**Job**
How many lines in the entries below contain the string "formatted"? Reply with the number only.

**Supplied records**
════

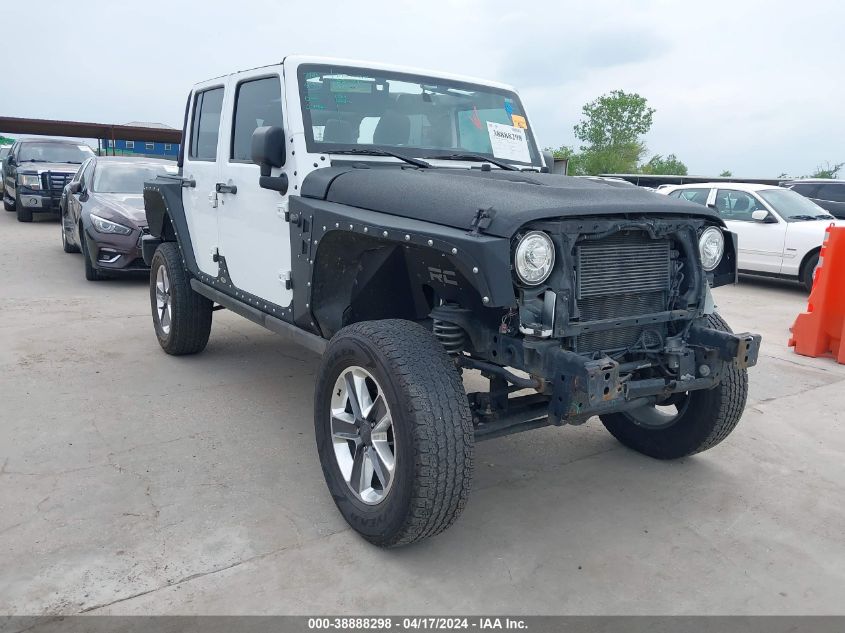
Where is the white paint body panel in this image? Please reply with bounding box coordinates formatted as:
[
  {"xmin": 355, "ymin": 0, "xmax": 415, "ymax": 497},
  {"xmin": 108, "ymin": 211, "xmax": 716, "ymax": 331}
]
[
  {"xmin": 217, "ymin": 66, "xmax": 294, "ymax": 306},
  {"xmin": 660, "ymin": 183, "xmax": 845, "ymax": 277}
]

════

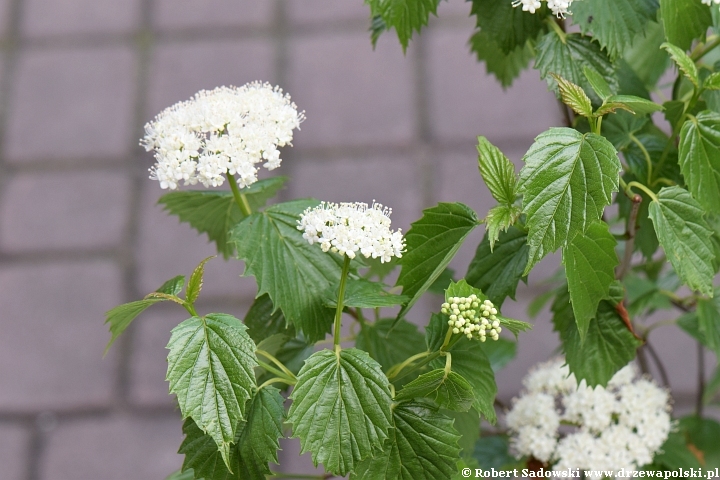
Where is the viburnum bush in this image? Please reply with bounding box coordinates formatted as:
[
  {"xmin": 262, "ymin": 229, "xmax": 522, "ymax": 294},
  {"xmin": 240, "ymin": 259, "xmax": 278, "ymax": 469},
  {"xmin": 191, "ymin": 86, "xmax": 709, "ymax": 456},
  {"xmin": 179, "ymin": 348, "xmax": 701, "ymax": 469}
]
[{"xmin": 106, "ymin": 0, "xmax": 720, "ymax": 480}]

════

**Response**
2